▶ THE EXERCISE
Pick out each line in the listing that holds the word "ceiling", and copy those lines.

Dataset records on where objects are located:

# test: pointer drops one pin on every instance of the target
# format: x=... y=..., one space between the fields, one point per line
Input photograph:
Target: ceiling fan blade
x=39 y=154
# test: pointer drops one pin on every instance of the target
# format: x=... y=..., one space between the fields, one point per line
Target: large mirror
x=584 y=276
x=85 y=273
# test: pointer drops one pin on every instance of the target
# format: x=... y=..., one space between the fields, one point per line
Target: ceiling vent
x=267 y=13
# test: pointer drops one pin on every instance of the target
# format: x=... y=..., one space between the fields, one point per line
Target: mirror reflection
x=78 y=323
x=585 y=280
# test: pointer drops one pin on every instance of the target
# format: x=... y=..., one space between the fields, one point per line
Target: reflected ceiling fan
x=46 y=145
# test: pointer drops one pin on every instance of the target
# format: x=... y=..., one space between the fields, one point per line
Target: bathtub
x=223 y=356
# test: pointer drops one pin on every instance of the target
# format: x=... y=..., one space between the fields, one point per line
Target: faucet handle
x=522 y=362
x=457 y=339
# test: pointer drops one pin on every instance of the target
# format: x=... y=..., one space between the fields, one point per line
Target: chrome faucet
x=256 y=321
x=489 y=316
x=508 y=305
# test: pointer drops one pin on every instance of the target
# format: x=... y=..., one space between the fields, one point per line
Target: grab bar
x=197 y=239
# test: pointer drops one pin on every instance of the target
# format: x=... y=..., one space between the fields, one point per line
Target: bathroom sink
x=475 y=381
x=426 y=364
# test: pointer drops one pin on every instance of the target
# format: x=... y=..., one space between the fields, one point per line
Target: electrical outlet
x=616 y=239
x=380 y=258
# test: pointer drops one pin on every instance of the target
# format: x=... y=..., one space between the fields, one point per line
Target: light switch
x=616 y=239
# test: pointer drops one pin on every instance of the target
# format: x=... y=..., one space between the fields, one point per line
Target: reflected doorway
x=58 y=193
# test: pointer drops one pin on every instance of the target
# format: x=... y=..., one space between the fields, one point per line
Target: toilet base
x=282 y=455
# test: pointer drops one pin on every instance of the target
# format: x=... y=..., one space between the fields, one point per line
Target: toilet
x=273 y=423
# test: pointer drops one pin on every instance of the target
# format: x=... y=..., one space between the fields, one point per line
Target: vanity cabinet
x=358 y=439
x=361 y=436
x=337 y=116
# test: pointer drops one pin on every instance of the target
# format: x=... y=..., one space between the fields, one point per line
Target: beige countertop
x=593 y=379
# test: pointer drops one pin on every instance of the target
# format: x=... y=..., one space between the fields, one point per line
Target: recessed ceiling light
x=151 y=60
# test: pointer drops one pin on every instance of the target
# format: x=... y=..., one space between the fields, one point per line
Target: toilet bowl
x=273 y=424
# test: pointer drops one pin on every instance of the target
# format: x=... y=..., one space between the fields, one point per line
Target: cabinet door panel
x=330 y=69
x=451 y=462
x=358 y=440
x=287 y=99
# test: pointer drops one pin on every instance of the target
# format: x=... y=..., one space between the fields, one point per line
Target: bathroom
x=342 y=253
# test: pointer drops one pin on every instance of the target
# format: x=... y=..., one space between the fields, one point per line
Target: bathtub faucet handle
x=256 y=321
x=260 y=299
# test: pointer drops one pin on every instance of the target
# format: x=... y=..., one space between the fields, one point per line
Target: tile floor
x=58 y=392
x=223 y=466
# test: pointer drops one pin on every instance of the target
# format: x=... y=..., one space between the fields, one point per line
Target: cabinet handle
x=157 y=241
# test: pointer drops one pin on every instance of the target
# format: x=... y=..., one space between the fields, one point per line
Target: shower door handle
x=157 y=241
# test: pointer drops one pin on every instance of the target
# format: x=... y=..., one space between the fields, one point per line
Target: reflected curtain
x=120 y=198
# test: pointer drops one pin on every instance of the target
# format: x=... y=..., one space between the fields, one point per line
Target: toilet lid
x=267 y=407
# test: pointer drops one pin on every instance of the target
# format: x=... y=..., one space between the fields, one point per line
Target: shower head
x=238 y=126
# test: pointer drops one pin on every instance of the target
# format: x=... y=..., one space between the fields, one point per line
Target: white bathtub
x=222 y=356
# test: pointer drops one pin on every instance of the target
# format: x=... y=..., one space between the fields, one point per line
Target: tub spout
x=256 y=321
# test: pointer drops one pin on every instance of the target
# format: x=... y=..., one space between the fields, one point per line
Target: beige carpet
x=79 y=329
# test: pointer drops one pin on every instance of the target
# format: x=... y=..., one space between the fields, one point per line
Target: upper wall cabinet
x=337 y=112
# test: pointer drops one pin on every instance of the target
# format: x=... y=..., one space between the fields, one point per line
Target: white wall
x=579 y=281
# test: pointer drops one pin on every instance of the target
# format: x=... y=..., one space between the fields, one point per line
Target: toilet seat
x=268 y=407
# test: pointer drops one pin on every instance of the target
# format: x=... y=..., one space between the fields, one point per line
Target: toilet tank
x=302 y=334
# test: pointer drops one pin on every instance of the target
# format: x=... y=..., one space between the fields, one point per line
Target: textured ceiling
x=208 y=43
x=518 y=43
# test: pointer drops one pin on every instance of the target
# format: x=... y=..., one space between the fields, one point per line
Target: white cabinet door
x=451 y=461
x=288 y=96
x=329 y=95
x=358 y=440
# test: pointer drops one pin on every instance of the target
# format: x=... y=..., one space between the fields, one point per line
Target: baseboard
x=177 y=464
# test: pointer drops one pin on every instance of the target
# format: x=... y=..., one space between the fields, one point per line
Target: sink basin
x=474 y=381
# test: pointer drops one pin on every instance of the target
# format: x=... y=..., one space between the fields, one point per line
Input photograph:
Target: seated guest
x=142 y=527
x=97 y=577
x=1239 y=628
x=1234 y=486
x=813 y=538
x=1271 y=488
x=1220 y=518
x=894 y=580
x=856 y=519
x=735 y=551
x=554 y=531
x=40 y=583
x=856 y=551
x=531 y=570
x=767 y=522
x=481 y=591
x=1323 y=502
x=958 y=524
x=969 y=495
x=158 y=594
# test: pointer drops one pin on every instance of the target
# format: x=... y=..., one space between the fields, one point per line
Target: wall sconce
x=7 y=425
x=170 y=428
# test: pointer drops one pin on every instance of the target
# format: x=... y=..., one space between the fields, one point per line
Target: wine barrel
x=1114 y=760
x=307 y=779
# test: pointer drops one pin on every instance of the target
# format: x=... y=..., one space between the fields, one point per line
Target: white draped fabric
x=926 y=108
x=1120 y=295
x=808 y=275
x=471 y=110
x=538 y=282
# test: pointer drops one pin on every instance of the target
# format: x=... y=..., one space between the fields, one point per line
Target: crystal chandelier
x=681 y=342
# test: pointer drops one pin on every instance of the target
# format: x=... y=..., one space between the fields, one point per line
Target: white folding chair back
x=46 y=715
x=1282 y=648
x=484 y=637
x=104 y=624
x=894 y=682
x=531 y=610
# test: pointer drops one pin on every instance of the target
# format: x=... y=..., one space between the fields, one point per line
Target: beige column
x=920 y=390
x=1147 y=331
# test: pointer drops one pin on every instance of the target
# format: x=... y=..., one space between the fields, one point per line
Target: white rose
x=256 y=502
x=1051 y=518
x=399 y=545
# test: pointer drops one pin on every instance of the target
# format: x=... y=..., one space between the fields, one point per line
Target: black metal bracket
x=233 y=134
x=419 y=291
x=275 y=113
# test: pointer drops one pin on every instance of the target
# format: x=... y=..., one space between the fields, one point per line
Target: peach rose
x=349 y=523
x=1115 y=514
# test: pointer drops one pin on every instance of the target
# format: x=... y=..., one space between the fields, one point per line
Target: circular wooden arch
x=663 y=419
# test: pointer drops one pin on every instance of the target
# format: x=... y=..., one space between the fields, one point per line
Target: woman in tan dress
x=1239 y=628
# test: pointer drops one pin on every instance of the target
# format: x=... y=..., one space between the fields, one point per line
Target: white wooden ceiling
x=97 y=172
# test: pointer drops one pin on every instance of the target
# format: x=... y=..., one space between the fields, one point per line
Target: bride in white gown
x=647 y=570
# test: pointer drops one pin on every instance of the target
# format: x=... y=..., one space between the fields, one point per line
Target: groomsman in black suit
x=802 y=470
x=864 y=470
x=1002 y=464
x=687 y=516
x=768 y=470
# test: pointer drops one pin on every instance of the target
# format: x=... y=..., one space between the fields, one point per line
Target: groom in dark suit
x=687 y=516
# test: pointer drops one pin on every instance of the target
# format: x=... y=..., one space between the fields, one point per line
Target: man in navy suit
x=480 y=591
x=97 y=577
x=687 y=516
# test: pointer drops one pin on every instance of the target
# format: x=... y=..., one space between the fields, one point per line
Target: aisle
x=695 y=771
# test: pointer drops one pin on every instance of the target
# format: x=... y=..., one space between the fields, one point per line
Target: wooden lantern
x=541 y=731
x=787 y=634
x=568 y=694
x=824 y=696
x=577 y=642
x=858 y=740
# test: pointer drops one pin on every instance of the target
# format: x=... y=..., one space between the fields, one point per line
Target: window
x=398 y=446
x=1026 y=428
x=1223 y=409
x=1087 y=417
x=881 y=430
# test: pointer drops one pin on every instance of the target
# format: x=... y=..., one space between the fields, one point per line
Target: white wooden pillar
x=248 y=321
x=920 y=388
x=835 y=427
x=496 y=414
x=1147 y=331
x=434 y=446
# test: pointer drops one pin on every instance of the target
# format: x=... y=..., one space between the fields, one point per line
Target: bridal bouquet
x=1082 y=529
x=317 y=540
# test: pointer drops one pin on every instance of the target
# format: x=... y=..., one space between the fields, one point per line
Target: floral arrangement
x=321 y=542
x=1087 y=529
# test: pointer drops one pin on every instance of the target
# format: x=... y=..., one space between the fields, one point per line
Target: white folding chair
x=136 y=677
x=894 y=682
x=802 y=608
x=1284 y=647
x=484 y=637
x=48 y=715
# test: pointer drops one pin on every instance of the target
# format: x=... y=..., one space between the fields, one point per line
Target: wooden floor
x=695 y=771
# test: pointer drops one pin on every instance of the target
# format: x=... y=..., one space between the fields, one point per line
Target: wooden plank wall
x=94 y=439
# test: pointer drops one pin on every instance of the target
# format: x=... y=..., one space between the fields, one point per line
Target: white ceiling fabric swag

▶ REPLY
Target: ceiling fan blade
Target: ceiling vent
Target: reflected ceiling fan
Target: recessed ceiling light
Target: textured ceiling
Target: white wooden ceiling
Target: white ceiling fabric swag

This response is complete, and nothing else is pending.